Records from a collection
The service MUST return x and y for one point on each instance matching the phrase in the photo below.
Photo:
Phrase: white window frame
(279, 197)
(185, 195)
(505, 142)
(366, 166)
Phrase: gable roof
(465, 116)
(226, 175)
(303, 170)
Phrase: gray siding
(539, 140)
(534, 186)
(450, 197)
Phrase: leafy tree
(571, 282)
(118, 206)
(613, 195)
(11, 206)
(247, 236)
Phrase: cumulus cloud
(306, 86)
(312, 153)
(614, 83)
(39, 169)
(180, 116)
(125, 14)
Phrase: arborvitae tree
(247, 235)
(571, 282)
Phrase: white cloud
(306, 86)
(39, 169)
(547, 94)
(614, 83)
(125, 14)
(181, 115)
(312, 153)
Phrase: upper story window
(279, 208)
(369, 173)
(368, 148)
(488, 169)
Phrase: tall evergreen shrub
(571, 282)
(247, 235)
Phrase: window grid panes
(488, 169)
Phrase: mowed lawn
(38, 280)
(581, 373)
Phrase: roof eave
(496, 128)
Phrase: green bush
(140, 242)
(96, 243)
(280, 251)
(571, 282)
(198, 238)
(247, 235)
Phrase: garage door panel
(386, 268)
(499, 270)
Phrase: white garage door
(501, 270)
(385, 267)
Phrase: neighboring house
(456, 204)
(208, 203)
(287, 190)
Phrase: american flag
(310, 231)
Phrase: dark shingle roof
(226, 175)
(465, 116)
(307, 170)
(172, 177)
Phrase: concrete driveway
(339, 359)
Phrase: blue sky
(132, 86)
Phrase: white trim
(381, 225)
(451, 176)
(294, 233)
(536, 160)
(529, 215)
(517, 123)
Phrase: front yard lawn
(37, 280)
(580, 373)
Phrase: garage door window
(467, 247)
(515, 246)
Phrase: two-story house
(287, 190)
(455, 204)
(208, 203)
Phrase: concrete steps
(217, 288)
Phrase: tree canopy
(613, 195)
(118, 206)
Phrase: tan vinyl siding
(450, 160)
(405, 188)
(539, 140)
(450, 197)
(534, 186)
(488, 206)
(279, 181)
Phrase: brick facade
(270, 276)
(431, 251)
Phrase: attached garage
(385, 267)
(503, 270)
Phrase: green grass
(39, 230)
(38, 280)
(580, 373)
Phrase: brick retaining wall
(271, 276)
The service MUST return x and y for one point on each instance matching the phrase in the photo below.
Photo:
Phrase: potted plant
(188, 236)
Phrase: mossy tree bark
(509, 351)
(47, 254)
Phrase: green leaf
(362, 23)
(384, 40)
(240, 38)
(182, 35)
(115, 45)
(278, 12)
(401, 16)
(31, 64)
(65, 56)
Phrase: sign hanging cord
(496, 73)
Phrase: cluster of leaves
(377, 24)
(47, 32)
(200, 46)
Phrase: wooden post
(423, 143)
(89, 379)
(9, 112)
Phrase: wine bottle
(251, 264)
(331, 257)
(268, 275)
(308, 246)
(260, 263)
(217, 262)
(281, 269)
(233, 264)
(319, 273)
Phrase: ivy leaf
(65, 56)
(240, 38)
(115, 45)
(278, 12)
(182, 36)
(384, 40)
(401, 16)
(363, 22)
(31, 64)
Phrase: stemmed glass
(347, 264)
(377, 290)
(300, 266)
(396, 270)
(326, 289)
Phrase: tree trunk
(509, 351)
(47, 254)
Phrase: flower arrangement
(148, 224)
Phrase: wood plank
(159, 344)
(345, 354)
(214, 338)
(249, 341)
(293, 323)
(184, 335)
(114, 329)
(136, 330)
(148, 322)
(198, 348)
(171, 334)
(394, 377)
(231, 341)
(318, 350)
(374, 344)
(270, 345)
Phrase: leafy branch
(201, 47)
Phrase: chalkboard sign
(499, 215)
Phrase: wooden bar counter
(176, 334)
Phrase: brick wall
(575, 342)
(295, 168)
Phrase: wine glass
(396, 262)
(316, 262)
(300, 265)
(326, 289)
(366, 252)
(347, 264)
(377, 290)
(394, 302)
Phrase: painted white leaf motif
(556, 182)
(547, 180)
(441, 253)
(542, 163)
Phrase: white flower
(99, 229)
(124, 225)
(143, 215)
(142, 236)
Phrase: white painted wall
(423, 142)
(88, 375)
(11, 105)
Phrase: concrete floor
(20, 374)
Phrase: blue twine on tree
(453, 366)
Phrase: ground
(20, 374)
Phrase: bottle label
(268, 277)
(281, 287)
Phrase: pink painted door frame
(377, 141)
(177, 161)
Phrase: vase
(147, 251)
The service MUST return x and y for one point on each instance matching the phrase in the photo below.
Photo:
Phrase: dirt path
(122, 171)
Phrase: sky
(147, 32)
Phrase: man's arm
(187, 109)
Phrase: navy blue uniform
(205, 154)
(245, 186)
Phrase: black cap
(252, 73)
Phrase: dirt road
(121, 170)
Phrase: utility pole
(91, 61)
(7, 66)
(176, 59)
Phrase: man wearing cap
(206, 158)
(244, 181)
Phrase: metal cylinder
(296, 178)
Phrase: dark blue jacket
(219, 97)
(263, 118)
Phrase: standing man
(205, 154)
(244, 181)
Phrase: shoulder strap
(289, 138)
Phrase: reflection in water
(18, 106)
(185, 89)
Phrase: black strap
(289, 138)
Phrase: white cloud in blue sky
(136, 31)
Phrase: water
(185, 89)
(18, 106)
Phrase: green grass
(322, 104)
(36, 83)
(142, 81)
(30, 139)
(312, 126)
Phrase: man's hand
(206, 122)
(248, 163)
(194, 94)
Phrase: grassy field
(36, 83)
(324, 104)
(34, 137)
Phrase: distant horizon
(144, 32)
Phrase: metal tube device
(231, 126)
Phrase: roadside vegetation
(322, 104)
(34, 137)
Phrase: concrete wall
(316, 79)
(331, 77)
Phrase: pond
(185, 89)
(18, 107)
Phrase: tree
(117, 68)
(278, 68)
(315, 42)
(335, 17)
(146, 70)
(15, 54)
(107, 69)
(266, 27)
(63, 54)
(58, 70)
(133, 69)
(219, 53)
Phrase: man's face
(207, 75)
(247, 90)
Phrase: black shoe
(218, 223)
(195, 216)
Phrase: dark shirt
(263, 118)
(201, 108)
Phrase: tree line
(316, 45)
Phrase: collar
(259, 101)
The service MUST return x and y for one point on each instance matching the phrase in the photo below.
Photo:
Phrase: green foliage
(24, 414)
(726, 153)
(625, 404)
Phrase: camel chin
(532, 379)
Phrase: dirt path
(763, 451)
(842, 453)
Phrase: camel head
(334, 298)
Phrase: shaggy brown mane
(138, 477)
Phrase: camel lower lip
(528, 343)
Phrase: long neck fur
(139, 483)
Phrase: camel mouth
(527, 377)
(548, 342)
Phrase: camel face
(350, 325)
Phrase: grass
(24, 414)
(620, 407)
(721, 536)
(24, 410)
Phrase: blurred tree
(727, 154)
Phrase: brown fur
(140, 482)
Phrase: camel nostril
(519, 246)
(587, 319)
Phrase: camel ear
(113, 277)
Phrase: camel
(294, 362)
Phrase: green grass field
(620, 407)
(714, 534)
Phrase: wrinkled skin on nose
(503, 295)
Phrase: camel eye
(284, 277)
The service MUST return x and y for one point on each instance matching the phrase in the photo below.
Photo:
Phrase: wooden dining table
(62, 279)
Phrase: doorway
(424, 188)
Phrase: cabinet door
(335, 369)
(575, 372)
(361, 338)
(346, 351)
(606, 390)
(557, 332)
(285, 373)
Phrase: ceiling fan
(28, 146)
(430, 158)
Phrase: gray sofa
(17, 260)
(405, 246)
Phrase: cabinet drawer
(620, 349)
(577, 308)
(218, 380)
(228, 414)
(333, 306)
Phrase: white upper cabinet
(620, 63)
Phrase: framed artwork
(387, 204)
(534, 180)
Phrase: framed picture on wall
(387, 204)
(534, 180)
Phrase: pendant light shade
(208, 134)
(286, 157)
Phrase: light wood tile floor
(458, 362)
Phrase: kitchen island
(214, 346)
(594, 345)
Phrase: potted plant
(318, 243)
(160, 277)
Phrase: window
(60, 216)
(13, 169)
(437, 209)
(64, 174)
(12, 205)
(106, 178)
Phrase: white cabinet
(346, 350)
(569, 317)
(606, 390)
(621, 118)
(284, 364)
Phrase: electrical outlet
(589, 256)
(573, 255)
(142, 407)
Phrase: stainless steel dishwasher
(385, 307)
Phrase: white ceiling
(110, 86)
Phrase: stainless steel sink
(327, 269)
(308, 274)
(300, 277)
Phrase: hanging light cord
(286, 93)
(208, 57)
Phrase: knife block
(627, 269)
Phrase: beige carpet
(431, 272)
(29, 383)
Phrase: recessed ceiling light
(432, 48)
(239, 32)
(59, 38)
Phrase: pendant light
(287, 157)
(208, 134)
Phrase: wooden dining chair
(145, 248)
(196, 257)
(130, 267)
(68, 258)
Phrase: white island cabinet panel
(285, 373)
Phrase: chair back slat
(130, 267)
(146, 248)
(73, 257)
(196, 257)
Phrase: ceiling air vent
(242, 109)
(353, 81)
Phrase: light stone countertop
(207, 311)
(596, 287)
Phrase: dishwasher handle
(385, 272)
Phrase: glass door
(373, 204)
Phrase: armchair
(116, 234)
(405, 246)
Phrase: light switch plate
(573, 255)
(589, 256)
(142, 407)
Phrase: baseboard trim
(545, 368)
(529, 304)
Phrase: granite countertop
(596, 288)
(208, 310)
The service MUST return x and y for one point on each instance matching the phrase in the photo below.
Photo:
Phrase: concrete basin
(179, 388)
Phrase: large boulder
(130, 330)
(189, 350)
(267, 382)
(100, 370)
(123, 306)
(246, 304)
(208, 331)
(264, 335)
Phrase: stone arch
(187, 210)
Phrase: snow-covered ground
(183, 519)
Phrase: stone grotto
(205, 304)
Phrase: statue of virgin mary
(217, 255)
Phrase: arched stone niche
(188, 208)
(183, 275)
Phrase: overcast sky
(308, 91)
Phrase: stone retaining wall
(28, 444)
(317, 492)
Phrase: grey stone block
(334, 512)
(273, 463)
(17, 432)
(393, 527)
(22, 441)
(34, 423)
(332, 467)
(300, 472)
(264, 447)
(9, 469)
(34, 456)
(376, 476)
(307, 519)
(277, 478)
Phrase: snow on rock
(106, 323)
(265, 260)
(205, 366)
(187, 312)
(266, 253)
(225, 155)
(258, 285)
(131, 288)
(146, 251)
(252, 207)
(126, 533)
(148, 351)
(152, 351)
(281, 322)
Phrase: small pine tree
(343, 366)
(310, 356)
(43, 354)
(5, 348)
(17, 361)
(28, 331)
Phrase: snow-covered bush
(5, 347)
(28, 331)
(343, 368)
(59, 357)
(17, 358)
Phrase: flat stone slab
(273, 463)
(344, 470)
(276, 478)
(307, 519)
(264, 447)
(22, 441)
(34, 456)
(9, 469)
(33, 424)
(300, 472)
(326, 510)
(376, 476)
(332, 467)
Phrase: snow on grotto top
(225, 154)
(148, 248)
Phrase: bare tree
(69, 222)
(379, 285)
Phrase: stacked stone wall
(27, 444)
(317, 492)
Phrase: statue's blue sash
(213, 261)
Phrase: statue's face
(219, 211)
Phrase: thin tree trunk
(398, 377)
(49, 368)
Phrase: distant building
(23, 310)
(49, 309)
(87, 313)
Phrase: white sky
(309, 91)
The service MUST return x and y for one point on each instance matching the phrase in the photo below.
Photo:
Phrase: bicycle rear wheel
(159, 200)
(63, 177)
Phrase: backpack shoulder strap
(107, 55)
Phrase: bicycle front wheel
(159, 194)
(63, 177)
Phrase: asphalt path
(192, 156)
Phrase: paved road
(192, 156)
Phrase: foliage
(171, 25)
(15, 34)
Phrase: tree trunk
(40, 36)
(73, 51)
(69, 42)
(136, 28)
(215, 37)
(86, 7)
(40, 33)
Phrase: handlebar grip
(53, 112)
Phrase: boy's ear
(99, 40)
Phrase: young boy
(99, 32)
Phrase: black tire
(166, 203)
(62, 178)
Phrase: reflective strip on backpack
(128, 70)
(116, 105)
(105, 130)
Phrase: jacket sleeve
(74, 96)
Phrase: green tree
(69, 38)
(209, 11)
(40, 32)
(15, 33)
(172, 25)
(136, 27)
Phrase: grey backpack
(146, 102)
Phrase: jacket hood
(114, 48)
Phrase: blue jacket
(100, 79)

What the task requires
Starting at the line with "Phrase: black tire", copy each line through the end of the data, both ends included, and give nothing else.

Response below
Phrase: black tire
(166, 203)
(62, 178)
Phrase: reflective strip on backpack
(128, 70)
(116, 105)
(105, 130)
Phrase: jacket sleeve
(74, 96)
Phrase: green tree
(69, 38)
(209, 11)
(40, 32)
(15, 33)
(172, 25)
(136, 27)
Phrase: grey backpack
(146, 102)
Phrase: jacket hood
(114, 48)
Phrase: blue jacket
(100, 79)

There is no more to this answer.